Display each line below that contains the word "panoramic". Case counts.

────────

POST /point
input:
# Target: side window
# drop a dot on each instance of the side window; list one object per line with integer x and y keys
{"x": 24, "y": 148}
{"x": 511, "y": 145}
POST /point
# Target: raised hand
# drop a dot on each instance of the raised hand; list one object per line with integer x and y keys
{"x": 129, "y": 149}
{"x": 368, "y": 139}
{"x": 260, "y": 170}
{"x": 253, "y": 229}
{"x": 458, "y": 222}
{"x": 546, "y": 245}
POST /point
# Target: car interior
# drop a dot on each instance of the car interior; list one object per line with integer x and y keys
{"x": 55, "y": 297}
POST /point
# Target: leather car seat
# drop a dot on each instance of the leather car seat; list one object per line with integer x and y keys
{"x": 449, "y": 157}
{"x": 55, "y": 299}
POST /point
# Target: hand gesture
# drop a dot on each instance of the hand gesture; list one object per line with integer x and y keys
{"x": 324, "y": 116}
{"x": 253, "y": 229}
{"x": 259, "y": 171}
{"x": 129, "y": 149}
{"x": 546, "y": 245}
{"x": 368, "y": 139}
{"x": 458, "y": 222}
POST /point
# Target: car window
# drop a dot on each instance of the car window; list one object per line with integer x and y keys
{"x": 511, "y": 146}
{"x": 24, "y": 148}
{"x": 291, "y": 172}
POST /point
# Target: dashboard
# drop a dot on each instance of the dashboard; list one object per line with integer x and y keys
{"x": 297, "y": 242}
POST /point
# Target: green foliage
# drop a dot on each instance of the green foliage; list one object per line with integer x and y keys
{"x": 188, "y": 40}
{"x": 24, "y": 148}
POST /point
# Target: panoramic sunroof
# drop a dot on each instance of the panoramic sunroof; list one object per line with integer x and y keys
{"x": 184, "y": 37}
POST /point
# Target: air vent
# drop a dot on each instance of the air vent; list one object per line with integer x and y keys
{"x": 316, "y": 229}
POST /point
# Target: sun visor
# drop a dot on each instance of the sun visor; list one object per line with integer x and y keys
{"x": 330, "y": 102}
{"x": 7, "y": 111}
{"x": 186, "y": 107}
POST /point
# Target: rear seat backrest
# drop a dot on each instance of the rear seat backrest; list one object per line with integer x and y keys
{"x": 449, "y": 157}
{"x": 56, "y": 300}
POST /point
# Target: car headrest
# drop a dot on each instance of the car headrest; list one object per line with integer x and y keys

────────

| Solution to this exercise |
# Target: panoramic sunroof
# drop a dot on each instance of the panoramic sunroof; list one object per line with integer x and y keys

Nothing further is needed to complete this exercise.